GIVEN EXERCISE — Render every line of the items below as a numbered list, omitting blank lines.

(Excerpts from a point labeling dataset)
---+---

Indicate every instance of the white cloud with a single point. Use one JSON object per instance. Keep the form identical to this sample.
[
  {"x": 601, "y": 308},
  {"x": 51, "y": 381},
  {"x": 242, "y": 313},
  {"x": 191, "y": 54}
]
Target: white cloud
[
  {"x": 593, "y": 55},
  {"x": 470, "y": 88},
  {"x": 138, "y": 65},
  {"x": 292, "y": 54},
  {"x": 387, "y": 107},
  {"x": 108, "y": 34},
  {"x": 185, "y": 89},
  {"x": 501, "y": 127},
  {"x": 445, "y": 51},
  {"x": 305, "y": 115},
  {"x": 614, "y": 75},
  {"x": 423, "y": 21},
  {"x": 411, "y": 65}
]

---+---

WRITTEN RESPONSE —
1. Indicate every instance of the white cloud with a single point. Use one JSON object per instance. Keep the form identical to this sample.
2. [
3.   {"x": 601, "y": 308},
4.   {"x": 51, "y": 381},
5.   {"x": 242, "y": 313},
6.   {"x": 191, "y": 54}
7. ]
8. Target: white cloud
9. [
10.   {"x": 593, "y": 55},
11.   {"x": 470, "y": 88},
12.   {"x": 138, "y": 65},
13.   {"x": 292, "y": 54},
14.   {"x": 387, "y": 107},
15.   {"x": 108, "y": 34},
16.   {"x": 185, "y": 89},
17.   {"x": 501, "y": 127},
18.   {"x": 445, "y": 51},
19.   {"x": 305, "y": 115},
20.   {"x": 614, "y": 75},
21.   {"x": 423, "y": 21},
22.   {"x": 411, "y": 65}
23. ]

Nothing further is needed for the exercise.